• _WORK REQUIRED_
Extract every line in the records below that contains the string "white", and list only those lines.

(Location labeling records)

----

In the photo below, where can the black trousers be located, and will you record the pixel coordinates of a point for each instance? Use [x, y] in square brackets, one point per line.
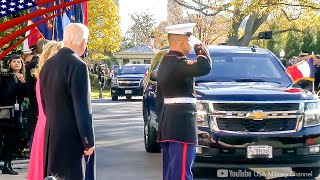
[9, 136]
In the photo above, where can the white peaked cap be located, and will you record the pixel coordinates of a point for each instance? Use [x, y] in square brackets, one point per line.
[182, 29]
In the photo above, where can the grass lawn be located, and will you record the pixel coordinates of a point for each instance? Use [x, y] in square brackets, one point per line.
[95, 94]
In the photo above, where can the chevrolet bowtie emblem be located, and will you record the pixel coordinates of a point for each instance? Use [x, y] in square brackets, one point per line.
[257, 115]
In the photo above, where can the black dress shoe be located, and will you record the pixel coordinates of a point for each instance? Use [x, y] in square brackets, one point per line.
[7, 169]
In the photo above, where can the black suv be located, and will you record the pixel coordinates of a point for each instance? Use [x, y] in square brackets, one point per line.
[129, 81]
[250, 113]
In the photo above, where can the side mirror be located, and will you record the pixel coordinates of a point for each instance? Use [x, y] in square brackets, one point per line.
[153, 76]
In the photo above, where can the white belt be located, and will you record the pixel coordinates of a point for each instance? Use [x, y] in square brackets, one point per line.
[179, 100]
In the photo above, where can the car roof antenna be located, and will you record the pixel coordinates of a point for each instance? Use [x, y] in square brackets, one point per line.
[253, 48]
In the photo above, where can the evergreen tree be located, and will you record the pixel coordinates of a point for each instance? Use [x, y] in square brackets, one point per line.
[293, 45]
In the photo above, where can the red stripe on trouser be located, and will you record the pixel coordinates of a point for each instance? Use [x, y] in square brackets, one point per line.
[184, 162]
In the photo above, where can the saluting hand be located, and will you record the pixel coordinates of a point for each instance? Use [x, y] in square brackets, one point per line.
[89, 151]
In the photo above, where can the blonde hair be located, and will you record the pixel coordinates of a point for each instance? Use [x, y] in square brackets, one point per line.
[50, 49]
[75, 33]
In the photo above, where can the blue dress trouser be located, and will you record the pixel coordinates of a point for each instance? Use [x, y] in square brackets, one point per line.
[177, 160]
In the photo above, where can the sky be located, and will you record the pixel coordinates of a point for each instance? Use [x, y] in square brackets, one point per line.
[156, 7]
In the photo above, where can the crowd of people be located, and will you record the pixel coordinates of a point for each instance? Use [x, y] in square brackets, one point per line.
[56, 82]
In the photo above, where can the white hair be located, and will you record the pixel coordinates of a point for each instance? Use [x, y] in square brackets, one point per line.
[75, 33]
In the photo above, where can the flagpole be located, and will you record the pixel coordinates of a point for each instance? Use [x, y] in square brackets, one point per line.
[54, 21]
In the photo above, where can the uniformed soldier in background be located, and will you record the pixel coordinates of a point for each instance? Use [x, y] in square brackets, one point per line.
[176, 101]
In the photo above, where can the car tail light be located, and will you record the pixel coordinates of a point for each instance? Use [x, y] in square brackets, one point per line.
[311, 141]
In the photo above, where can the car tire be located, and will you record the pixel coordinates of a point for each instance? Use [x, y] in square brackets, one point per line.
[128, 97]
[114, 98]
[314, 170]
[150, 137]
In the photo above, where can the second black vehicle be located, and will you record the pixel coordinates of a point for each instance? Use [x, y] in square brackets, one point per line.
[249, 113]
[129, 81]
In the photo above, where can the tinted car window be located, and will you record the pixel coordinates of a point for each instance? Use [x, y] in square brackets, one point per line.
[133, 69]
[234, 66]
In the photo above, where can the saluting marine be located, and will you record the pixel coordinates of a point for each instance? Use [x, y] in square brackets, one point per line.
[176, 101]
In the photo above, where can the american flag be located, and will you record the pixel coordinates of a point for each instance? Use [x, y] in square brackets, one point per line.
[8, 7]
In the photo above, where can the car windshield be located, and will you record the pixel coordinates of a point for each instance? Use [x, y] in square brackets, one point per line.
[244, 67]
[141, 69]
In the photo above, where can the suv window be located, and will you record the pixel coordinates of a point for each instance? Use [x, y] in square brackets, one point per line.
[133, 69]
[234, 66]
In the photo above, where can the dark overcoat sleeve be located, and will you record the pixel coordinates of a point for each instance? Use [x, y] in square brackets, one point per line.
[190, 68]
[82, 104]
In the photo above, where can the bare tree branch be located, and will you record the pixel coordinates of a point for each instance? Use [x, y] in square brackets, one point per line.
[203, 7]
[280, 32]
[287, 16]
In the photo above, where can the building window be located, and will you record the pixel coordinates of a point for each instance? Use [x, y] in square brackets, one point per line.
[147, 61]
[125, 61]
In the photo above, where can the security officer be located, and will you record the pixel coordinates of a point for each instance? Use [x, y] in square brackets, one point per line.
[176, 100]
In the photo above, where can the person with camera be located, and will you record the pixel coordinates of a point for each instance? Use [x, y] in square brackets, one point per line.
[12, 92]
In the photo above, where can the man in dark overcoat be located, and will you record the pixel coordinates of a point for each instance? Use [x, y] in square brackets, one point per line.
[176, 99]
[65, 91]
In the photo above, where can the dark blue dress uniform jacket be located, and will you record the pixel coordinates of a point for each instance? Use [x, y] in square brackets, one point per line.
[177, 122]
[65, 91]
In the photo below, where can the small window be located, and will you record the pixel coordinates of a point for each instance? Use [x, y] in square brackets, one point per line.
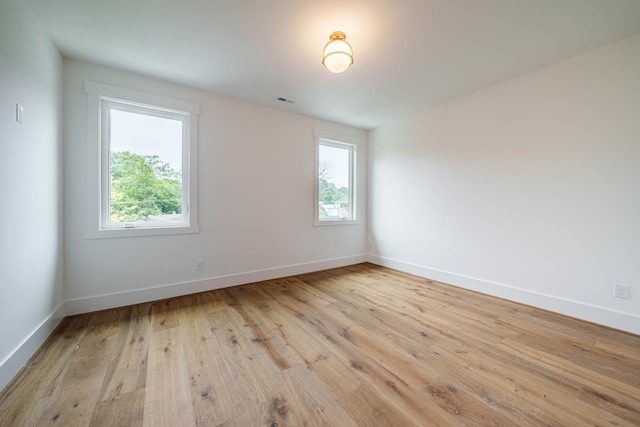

----

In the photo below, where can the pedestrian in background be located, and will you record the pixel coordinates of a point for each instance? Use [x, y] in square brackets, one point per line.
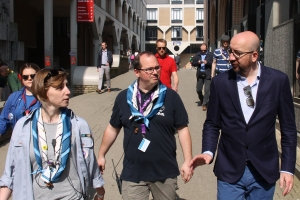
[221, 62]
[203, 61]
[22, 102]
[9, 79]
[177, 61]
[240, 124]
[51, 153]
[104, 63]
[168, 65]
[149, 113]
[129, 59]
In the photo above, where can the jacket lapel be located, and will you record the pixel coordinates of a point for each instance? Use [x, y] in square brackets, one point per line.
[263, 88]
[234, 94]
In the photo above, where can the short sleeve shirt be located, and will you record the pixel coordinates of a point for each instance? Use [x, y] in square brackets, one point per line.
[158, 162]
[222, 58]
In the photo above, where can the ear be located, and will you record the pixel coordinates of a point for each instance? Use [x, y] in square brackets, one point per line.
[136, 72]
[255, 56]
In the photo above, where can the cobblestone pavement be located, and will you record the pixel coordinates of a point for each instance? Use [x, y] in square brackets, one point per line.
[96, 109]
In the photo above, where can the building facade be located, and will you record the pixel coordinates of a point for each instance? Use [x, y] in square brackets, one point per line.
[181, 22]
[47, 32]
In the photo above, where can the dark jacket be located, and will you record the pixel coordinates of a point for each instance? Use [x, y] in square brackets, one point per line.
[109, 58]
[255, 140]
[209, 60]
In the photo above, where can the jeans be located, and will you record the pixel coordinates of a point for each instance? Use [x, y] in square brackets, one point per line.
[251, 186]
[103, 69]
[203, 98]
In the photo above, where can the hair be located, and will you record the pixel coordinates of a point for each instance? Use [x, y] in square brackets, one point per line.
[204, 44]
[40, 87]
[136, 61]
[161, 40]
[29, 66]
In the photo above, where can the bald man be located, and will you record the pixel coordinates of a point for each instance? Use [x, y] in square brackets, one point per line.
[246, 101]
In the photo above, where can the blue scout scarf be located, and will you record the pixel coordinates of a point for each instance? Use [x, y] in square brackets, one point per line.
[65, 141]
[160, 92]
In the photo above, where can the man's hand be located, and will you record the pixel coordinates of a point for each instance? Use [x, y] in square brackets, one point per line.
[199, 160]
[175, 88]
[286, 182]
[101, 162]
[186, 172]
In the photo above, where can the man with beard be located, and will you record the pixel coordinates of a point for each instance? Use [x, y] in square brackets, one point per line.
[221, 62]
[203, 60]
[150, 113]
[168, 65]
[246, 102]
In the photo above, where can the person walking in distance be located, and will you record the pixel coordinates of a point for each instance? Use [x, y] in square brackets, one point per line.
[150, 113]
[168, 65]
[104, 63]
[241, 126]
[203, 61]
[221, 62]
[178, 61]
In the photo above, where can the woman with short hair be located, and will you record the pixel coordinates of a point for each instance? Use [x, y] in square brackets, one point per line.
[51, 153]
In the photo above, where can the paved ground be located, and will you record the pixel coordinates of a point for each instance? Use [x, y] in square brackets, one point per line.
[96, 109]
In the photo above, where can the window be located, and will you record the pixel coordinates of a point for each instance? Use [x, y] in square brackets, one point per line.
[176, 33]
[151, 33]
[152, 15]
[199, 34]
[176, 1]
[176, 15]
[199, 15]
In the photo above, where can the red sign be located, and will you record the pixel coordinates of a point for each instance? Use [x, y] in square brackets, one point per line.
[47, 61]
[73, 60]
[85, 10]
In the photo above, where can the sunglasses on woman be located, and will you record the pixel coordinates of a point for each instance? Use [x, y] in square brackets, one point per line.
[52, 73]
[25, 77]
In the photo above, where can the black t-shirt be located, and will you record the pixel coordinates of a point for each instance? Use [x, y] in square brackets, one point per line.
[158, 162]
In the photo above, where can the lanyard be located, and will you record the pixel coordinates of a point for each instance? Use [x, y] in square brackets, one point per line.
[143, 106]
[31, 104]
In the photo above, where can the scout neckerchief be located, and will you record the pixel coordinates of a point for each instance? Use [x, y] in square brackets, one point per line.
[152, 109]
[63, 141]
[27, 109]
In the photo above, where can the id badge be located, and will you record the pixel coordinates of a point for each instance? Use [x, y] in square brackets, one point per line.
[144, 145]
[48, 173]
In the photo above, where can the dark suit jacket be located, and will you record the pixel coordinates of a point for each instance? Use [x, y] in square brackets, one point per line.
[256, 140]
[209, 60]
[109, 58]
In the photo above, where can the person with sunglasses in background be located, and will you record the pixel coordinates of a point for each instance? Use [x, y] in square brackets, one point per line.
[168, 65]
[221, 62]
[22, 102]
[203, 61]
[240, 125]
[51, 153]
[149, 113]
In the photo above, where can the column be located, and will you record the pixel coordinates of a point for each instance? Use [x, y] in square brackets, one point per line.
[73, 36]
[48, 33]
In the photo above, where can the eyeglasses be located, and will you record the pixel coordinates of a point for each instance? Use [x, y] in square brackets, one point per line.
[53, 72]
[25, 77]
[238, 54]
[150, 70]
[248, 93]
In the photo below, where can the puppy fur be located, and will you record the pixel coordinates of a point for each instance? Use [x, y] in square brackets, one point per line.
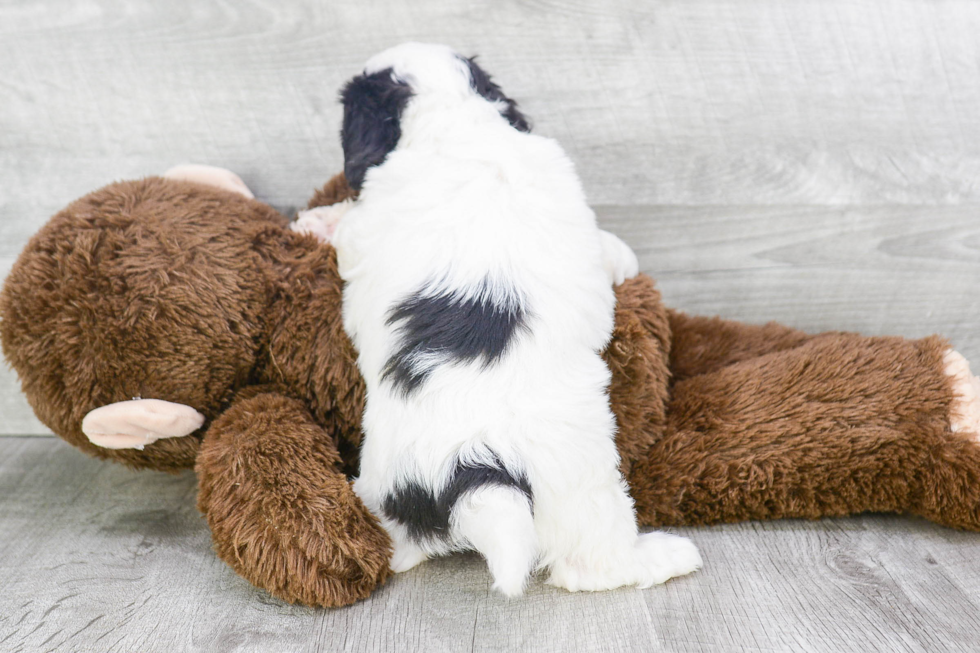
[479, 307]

----

• _THE REPLY_
In the photo above, where can the white peaked cap be located, and will you record the pixel coordinates of a point for each instance? Use [x, y] in square brackets, one point per line.
In the photo above, where can the white belt be located, and will you record the pixel coordinates of a point for each instance? Use [x, y] in square brackets, one point per line.
In the photo above, where can the white hair be located, and will you record the pixel coordinates of a point for each instance? Use [x, y] in square brackets, one point per line.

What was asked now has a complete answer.